(Natural language region descriptions)
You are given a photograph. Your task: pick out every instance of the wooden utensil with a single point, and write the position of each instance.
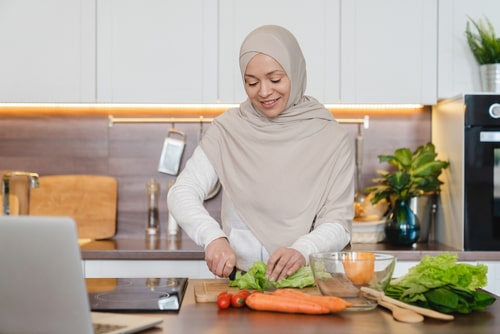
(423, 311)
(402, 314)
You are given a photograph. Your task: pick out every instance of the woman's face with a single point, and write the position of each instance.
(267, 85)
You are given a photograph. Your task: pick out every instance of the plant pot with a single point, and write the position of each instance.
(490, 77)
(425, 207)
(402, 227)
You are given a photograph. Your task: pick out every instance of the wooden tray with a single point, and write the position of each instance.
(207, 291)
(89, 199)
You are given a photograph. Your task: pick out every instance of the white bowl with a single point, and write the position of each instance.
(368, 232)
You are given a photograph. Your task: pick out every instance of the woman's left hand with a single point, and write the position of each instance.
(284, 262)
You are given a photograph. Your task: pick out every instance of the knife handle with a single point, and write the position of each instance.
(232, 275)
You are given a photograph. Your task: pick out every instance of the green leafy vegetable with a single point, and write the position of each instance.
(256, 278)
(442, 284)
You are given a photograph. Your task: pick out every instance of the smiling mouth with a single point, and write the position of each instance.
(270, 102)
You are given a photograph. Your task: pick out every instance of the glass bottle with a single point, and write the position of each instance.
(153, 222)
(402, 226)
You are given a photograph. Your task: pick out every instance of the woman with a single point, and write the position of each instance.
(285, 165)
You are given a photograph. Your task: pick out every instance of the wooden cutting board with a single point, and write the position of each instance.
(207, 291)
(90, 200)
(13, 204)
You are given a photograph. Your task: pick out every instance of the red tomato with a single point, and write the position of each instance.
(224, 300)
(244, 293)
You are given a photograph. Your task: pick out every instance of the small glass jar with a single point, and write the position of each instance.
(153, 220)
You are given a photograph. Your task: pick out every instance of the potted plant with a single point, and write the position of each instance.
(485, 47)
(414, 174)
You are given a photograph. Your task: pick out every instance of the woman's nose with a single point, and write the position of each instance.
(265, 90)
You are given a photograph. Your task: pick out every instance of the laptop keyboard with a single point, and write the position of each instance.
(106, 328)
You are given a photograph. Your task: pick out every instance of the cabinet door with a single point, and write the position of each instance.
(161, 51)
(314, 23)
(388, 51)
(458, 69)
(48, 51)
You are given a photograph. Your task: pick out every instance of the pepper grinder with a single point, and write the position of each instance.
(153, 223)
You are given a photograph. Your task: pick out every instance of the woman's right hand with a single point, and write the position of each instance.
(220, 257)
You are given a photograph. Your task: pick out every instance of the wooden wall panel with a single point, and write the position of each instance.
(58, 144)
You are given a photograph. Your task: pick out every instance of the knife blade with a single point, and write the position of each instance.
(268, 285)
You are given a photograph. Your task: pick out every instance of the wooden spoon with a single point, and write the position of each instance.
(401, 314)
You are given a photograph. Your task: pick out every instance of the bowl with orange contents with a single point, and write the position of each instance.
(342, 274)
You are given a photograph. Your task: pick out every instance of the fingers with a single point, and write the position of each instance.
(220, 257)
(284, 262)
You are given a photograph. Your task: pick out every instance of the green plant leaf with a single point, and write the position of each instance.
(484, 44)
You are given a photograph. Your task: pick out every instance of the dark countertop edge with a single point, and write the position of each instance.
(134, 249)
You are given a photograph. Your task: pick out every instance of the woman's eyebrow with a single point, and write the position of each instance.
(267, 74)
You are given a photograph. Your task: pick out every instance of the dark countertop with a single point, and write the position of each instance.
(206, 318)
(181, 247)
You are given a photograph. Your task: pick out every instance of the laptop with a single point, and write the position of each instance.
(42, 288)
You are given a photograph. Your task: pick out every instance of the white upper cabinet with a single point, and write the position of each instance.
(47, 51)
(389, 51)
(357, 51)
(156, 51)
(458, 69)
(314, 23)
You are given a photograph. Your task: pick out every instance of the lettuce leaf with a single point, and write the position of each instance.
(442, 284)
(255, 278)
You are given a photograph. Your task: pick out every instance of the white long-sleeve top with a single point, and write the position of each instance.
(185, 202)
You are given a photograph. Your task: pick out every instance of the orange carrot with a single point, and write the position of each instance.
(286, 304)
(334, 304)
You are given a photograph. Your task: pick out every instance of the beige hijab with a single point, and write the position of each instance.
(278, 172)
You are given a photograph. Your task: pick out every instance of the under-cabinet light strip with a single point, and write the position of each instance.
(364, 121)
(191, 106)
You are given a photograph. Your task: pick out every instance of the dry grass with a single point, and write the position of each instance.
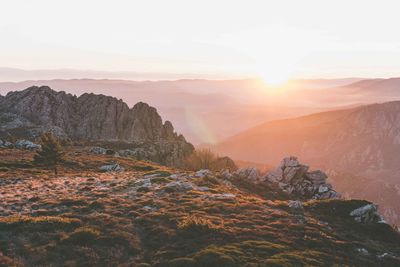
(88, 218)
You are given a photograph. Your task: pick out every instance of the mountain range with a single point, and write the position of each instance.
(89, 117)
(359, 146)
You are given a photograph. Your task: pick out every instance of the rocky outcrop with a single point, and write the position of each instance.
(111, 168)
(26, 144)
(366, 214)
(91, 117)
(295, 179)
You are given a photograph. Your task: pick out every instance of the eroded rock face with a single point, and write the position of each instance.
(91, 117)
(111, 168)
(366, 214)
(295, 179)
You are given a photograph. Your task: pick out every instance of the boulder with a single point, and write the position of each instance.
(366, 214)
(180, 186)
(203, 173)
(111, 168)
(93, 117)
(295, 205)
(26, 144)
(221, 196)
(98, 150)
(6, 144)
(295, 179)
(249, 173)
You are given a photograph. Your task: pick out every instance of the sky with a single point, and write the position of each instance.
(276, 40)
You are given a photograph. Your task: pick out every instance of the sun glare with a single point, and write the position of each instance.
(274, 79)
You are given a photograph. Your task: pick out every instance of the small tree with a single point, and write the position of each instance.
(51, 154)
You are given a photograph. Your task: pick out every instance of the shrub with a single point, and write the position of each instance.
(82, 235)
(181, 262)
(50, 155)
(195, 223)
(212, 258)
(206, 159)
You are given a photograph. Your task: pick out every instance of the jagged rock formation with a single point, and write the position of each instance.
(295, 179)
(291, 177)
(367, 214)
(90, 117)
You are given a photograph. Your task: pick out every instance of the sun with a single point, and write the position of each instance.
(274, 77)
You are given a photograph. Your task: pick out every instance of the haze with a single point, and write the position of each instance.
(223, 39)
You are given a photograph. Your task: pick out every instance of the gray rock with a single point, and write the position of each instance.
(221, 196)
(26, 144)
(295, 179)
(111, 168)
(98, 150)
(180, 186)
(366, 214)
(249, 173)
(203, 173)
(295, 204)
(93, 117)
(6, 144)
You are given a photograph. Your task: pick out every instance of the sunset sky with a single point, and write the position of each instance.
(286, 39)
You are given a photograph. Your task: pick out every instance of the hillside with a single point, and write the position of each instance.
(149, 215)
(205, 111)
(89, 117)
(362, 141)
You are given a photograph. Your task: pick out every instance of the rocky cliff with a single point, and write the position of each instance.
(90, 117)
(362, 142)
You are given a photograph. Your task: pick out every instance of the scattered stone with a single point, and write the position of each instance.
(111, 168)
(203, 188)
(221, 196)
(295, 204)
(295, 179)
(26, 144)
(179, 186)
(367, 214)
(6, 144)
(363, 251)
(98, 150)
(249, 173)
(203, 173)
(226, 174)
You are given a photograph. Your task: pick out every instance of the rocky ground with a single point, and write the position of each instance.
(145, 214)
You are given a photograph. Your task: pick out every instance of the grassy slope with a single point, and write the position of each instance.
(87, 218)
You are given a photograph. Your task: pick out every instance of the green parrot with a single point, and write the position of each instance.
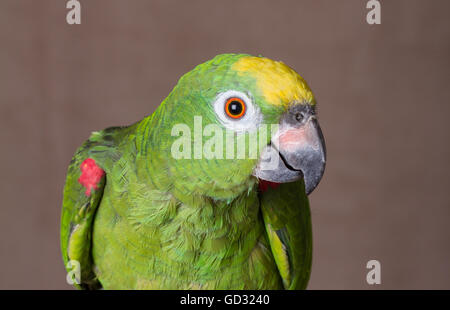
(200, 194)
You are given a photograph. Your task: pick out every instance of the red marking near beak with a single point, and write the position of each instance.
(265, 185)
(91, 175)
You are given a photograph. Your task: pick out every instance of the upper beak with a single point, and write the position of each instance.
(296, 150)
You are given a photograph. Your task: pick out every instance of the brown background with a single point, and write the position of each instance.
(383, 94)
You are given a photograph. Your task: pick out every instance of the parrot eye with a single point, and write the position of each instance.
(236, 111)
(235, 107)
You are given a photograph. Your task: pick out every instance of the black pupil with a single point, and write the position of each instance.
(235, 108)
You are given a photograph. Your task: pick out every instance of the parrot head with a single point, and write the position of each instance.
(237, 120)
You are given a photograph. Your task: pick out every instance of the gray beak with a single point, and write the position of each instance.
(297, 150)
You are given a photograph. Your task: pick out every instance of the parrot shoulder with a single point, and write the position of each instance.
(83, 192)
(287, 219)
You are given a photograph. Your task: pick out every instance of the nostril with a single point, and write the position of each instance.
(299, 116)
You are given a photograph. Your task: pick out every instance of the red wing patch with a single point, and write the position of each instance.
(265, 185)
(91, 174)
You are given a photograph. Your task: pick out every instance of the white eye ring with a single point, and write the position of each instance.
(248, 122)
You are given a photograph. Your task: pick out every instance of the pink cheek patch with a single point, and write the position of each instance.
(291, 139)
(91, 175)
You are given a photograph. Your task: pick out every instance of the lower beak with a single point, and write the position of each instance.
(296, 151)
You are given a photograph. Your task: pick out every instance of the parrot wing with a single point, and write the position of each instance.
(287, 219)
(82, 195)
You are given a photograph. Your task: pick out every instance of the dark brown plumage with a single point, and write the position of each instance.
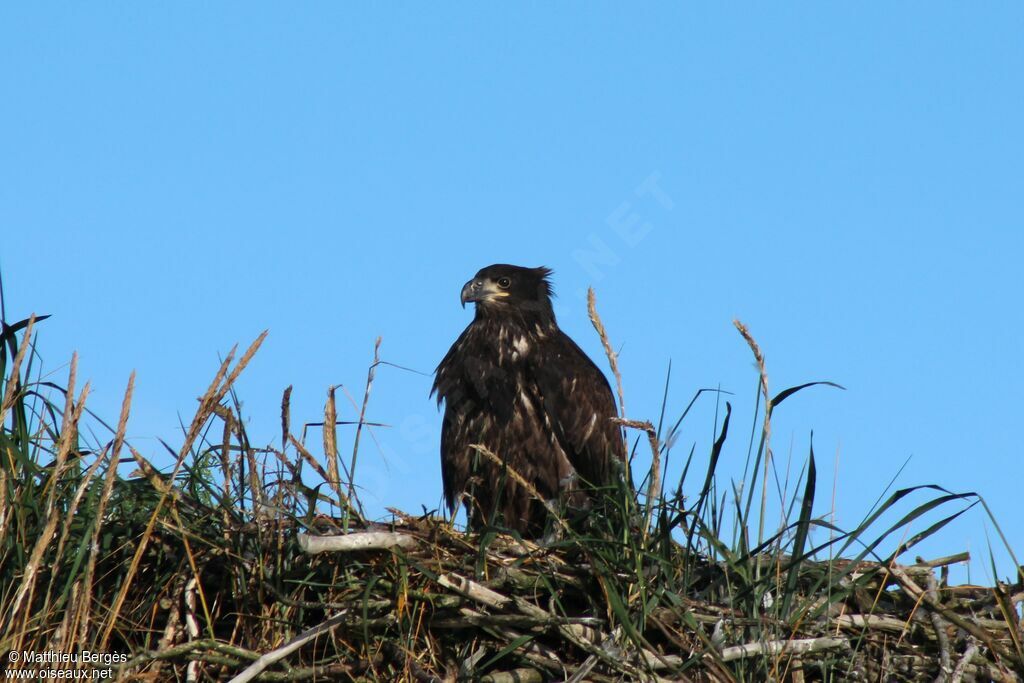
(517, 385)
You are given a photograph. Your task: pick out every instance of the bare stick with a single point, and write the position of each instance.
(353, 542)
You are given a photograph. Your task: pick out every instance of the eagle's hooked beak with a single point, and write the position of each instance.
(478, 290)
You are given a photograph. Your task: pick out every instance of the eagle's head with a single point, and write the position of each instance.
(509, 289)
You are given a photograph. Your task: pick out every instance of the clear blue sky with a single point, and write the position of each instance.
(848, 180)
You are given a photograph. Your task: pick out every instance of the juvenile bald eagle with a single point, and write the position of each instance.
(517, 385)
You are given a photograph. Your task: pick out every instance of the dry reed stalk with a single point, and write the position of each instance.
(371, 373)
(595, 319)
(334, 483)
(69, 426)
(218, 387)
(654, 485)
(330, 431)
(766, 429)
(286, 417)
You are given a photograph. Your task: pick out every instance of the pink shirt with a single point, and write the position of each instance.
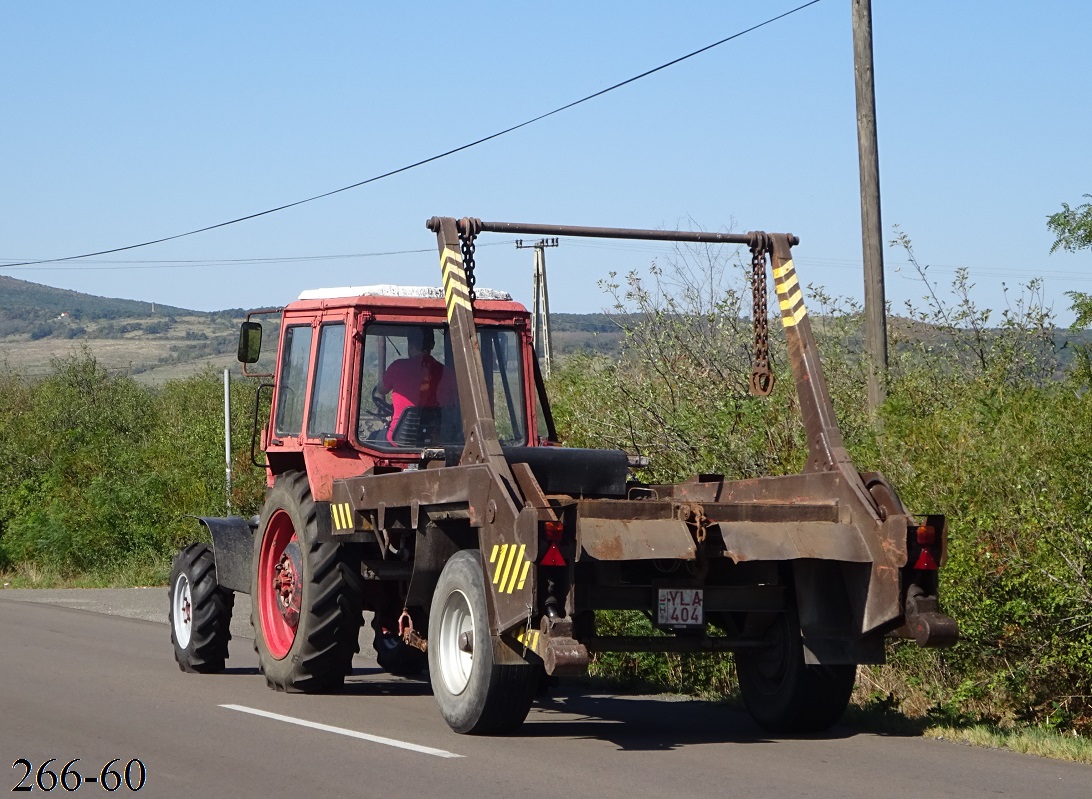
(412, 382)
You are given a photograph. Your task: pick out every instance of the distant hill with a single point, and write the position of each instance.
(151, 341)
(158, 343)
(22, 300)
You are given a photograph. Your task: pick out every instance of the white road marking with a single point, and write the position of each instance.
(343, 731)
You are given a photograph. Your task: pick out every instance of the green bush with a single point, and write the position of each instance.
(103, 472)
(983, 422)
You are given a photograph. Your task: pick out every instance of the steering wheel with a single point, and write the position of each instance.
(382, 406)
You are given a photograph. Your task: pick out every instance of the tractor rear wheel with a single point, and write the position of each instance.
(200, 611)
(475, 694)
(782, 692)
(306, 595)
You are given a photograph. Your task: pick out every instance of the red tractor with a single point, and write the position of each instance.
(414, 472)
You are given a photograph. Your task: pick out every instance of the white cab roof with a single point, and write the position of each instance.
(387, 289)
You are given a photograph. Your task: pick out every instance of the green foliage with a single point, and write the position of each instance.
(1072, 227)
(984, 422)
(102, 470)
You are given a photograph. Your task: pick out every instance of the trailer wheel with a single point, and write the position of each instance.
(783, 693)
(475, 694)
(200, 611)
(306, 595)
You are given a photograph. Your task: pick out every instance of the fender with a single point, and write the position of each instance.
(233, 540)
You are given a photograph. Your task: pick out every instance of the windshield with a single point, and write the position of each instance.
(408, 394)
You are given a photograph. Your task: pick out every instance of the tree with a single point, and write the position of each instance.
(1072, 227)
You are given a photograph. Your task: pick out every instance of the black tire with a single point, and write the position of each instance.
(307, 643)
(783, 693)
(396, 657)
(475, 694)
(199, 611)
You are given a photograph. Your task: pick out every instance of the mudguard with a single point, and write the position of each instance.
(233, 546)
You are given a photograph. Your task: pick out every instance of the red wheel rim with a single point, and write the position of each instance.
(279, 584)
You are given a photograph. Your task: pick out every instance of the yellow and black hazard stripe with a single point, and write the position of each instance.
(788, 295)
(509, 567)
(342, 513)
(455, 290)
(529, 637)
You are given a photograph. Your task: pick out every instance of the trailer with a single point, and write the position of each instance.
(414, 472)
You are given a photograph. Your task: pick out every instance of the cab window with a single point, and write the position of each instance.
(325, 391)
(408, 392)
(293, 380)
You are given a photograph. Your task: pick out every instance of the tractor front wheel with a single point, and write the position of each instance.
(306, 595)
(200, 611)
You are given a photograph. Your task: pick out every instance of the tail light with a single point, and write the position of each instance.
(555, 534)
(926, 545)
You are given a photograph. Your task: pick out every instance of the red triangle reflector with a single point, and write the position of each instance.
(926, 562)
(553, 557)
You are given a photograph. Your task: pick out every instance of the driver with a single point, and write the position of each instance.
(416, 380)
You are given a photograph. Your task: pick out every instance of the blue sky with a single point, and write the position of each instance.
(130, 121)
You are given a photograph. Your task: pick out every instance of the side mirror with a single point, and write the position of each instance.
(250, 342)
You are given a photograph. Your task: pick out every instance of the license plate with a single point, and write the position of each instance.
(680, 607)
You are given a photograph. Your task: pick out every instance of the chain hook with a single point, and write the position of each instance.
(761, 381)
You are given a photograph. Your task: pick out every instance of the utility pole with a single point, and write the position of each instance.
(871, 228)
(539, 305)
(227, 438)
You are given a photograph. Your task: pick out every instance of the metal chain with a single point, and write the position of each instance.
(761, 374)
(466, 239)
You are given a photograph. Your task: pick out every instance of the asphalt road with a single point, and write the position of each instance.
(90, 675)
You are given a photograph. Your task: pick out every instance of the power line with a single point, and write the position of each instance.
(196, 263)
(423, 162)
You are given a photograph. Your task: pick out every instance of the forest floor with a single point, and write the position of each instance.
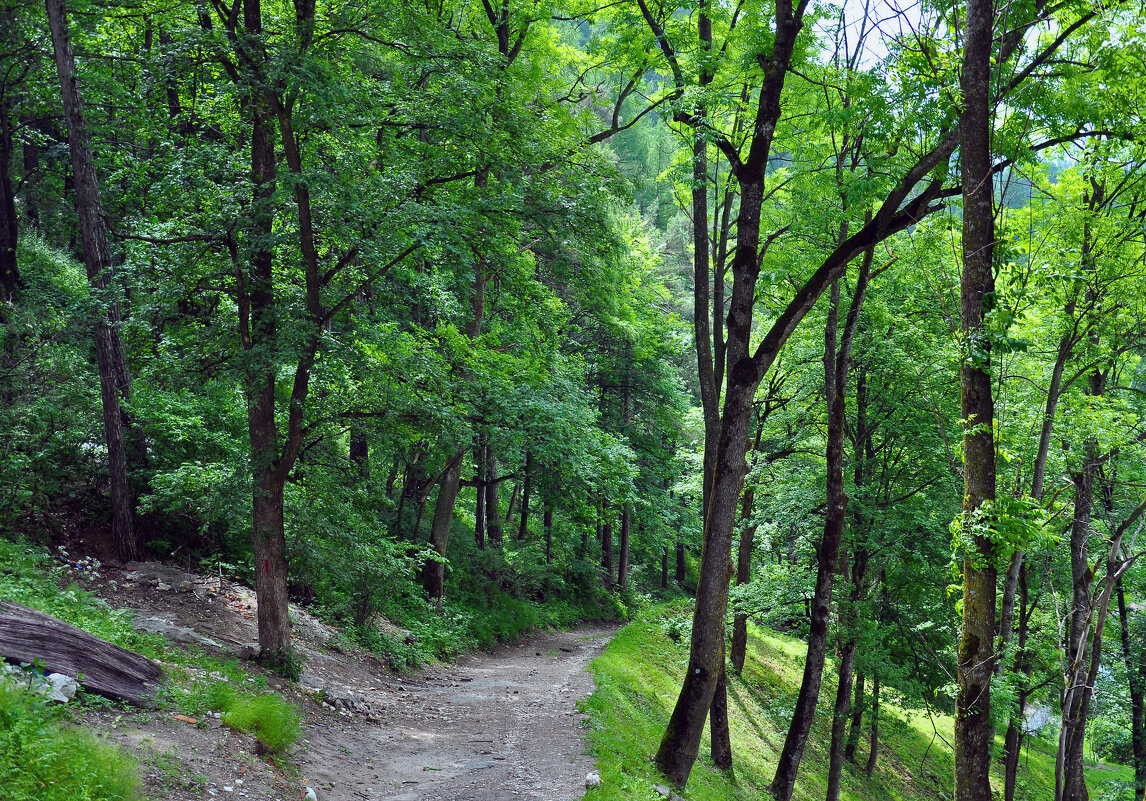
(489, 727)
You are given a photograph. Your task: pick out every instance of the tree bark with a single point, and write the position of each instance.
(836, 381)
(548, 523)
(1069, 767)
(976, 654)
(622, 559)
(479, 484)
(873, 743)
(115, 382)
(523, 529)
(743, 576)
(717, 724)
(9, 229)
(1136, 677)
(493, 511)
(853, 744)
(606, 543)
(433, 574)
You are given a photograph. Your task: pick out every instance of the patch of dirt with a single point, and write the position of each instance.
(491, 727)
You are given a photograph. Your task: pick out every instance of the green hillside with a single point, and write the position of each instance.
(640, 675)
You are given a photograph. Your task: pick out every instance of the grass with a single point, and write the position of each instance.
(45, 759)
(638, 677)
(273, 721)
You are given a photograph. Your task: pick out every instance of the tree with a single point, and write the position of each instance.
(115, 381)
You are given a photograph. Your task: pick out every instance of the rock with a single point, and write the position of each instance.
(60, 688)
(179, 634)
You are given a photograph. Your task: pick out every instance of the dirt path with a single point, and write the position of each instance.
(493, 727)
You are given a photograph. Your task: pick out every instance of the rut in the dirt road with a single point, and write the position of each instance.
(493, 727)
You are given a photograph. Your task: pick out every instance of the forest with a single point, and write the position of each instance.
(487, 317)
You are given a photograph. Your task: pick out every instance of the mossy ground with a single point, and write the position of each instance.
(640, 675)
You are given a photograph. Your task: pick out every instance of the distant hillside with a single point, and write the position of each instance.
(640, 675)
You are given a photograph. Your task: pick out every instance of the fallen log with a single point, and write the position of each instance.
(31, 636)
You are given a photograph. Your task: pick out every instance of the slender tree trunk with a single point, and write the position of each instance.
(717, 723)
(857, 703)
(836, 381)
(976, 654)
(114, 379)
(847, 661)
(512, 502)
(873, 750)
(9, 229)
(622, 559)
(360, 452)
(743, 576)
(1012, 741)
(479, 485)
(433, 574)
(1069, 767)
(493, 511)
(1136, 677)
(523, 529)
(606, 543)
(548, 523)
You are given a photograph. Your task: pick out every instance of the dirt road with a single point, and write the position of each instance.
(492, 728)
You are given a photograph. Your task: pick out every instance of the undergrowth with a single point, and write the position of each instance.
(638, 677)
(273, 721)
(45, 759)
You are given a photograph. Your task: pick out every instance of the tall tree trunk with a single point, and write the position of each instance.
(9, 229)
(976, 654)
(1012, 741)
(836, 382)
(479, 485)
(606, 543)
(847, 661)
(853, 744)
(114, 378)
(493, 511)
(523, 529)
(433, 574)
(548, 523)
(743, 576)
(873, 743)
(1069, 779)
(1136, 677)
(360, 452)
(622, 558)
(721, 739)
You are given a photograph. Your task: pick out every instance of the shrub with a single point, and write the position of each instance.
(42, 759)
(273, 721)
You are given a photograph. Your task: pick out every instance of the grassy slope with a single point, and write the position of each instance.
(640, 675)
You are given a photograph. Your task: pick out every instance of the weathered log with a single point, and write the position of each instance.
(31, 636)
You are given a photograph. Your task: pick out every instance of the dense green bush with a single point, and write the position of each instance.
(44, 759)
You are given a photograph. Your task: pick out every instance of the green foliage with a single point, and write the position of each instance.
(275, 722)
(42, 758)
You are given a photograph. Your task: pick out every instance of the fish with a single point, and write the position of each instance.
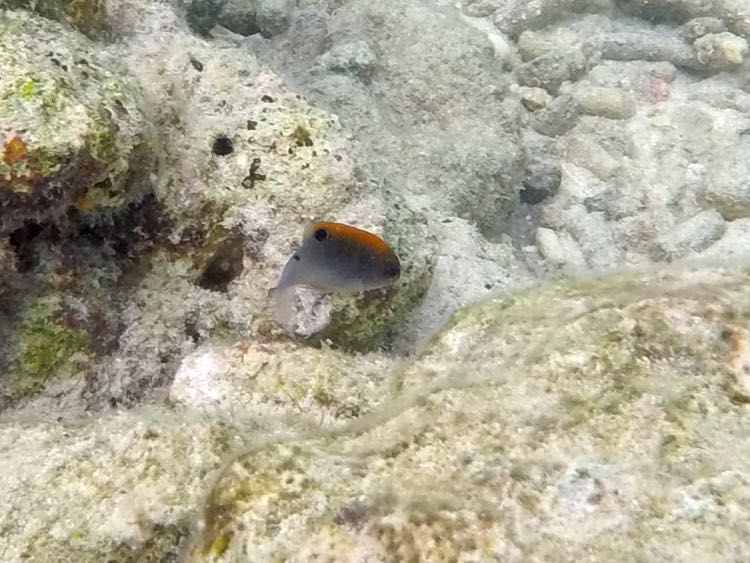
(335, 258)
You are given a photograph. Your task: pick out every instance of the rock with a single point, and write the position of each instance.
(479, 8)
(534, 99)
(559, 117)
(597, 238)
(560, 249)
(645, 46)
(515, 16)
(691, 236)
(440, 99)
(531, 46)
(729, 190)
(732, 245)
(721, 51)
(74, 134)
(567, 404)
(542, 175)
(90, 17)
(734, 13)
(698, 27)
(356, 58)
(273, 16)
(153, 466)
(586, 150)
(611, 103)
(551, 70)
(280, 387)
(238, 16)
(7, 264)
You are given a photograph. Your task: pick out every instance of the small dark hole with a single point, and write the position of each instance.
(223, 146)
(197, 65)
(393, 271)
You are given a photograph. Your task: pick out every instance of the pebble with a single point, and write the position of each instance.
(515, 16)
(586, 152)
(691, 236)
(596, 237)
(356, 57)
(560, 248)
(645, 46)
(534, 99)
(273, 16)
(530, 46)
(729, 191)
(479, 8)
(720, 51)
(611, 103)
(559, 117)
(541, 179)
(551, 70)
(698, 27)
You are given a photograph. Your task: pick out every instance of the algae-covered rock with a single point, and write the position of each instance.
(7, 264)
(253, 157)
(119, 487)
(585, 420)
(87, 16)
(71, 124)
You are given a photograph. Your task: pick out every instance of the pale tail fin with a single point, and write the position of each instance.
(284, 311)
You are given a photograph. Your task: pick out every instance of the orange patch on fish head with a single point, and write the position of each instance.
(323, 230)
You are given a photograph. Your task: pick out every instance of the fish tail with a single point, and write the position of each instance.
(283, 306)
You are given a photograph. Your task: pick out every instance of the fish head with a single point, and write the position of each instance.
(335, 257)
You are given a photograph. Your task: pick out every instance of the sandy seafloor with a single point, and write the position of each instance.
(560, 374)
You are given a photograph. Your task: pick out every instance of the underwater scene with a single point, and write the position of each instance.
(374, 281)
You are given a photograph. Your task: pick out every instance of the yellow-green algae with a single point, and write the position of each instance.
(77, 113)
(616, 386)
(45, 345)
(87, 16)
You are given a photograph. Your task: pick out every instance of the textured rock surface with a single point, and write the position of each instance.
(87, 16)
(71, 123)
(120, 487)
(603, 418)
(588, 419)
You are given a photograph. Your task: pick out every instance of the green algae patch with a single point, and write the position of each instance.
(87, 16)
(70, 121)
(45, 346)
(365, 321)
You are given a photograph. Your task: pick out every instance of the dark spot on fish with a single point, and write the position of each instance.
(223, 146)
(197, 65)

Exercise aim
Lines from the one containing "of the yellow-green" to the last line above, both included: copy these exactly and write nothing else.

Completed task
You are given a photograph. Your task: pick out every instance of the yellow-green algae with a single point, and write the position of each instance.
(77, 113)
(616, 386)
(45, 345)
(87, 16)
You are given a photograph. Your task: pick out every instance of the textured rock surface with a single point, and write the position of each instance.
(87, 16)
(71, 123)
(120, 487)
(603, 418)
(588, 419)
You are given a photograph. Your task: pick out every instance of the green algae patch with a single point, and write the position of each instance.
(87, 16)
(70, 121)
(45, 346)
(365, 321)
You are given a photograph. Your task: pick out every instance of the dark spot on fish with a single point, and write the position of each instance.
(223, 146)
(197, 65)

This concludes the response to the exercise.